━━━ Excerpted passage
Case Style: Bluefin Mortgage Fund, LLC, et al. v. Sheri A. Speer

Case Number: (SC 18246)

Judge: Norcott

Court: Supreme Court of Connecticut

Plaintiff's Attorney: David Babbitz, Ginsberg & Babbitz, West Haven, Connecticut, for the appellees (plaintiffs).

Defendant's Attorney: Richard Pascal, for the appellant (defendant).

Description: The defendant, Sheri A. Speer, appeals1 from the judgment of the trial court, awarding damages to the plaintiffs, Bluefin Mortgage Fund, LLC (Bluefin), and PFH Mortgage, LLC (PFH),2 arising from the defendant’s breach of a commercial loan contract. On appeal, the defendant claims that the trial court’s judgment was improper because: (1) the original agreement entered into by the parties was not a valid contract on account of a mutual mistake by the parties regarding a material term of that agreement; and (2) the trial court improperly based its decision on a second ‘‘revised’’ agreement, the terms of which the defendant had not agreed to and the existence of which the plaintiffs had not pleaded.3 We disagree and, accordingly, we affirm the judgment of the trial court.

The record reveals the following relevant facts and procedural history. In June, 2006, the defendant entered into a contract for the purchase of a parcel of distressed property located at 391 Deepwood Drive in Lebanon (Deepwood Drive property). A closing date for the sale of the Deepwood Drive property was set for June 16, 2006, and the defendant thereafter contacted the plaintiffs intending to obtain financing for the purchase. Following discussions between the parties, the plaintiffs sent the defendant a term sheet describing the terms of a proposed commercial loan agreement, which the defendant agreed to on June 13, 2006 (original agreement). The original agreement provided in relevant part that the plaintiffs would loan the defendant $150,000 for the purchase of the Deepwood Drive property, which would be secured by a first mortgage on that property and a first mortgage on three separately approved and buildable lots owned by the defendant, known as lots nos. 2, 3 and 4, located at 72 Baltic Street in Norwich (Baltic Street property).4 In addition, the original agreement required the defendant to pay the plaintiffs $2000 prior to the closing, to be applied toward the origination and appraisal fees. The original agreement expressly provided that the $2000 was nonrefundable, and that it would be returned to the defendant only in the event that the closing did not occur through the fault of the plaintiffs. The defendant sent a check in the amount of $2000 to the plaintiffs.

Thereafter, the defendant’s attorney conducted a title search of the properties described in the original agreement, and discovered that, unbeknownst to either party, the Baltic Street property had not been subdivided properly into four buildable lots, and, as of June 14, 2006, still was on record as a single parcel. In addition, the title search revealed that the entire Baltic Street property already was subject to a first mortgage in favor of Ameriquest Mortgage Company. Realizing that the defendant could not provide the collateral described in the original agreement,5 the parties subsequently discussed the possibility of modifying the terms of that agreement by adding a third property, which was located at 106 Summit Street in Norwich (Summit Street property), as additional collateral to secure the loan.
━━━━━━
━━━ Information given
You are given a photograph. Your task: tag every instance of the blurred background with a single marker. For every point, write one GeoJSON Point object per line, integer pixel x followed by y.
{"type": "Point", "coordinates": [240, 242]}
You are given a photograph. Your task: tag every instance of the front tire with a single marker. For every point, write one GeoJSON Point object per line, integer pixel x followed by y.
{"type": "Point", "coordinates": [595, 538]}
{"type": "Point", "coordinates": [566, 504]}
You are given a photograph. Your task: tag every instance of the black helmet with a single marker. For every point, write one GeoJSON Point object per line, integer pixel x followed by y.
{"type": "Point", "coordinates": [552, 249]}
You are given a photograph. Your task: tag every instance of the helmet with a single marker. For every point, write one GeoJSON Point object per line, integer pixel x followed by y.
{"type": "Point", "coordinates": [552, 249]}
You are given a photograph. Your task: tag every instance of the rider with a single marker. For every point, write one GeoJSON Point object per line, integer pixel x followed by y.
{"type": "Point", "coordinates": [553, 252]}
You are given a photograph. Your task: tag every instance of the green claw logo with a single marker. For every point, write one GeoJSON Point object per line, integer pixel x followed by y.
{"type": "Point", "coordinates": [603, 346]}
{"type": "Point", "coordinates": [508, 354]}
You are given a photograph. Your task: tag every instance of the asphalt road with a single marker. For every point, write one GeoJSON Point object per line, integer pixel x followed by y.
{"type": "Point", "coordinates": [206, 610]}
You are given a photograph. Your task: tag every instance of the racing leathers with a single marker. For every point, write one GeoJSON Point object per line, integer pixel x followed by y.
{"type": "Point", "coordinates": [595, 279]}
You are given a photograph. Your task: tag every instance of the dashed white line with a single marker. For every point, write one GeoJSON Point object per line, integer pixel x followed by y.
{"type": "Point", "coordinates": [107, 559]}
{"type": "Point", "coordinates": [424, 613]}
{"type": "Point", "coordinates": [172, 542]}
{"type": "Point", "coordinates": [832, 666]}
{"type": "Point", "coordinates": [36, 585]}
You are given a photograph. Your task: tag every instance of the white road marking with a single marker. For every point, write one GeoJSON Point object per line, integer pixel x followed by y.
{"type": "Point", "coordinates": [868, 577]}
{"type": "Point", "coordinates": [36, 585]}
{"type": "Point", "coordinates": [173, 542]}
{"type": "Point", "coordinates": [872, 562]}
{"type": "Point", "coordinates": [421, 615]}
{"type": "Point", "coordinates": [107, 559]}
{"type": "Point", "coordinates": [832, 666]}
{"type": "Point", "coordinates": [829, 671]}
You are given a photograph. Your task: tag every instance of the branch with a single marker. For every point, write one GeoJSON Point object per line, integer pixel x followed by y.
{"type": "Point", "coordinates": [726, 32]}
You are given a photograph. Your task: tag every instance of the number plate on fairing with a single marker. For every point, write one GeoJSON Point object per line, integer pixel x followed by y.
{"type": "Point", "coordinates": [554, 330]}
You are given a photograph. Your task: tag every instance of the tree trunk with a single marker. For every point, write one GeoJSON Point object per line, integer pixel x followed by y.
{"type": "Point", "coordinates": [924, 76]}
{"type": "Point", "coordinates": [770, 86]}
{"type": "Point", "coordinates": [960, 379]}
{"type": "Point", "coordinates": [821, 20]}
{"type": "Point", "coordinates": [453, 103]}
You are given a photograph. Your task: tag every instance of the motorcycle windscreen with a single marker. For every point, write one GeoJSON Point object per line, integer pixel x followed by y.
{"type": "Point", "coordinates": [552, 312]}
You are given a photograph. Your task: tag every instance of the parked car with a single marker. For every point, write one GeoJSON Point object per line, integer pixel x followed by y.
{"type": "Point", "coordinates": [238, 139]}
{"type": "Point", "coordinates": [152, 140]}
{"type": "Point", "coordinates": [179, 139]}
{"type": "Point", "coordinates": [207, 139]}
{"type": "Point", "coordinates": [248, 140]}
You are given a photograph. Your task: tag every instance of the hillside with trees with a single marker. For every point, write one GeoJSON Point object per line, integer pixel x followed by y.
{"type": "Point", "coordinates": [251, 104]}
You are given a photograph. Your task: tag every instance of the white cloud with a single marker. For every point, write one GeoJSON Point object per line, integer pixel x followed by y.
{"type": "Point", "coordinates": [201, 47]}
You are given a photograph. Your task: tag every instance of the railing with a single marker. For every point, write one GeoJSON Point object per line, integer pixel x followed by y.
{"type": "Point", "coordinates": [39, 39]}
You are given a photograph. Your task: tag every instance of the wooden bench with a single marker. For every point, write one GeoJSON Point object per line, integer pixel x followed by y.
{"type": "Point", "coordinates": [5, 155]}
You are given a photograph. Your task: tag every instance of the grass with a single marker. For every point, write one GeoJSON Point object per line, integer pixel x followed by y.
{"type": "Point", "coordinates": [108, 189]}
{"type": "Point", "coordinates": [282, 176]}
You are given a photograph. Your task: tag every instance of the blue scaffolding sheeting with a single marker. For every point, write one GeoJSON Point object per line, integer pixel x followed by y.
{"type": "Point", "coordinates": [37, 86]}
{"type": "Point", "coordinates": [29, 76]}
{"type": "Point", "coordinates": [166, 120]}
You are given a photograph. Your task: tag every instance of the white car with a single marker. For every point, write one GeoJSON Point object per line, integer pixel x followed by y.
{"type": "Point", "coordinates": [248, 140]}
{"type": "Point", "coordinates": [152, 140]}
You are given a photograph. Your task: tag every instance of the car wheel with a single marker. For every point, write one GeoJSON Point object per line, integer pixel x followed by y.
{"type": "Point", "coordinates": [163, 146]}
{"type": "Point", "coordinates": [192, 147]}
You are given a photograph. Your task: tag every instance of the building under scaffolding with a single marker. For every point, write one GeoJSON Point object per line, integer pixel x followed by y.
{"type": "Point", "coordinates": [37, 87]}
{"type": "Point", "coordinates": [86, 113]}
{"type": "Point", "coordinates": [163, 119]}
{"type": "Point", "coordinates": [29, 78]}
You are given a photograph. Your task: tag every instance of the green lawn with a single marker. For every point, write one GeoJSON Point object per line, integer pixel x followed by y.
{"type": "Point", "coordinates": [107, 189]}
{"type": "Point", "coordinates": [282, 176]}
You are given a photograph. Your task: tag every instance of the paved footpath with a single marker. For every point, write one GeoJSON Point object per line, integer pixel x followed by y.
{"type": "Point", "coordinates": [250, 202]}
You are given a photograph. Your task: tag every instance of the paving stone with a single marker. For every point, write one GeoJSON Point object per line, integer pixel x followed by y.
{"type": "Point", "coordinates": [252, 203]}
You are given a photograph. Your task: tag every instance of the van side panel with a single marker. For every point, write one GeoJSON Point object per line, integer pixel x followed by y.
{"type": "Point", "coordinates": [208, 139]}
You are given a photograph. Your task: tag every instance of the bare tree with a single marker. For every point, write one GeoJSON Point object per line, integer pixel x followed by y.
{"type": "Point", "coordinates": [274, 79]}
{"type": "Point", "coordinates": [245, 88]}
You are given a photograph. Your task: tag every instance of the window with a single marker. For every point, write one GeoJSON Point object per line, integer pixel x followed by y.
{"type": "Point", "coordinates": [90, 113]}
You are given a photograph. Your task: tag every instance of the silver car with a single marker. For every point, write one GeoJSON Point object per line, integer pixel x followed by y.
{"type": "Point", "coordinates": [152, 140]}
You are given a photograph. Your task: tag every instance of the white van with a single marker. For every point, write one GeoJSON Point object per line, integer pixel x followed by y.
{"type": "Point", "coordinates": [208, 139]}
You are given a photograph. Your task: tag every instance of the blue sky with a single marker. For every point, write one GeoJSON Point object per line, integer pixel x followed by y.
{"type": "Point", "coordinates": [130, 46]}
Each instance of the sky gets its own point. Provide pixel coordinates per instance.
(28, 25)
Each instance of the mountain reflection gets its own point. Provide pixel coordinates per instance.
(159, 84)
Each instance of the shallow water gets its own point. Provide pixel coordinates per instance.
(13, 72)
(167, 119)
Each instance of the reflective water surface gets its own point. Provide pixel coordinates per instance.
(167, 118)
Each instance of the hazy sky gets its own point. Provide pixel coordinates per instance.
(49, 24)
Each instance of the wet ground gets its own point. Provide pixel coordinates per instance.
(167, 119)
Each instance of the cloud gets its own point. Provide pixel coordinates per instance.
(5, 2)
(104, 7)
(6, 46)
━━━━━━
Stated task 1 :: In the court opinion, how much money did the original agreement say the plaintiffs would lend the defendant?
Stated task 2 :: Reproduce everything in the court opinion from "Case Number: (SC" down to "the appellant (defendant).", substituting "New Haven" for "West Haven".

Output 1 :: $150,000

Output 2 ::
Case Number: (SC 18246)

Judge: Norcott

Court: Supreme Court of Connecticut

Plaintiff's Attorney: David Babbitz, Ginsberg & Babbitz, New Haven, Connecticut, for the appellees (plaintiffs).

Defendant's Attorney: Richard Pascal, for the appellant (defendant).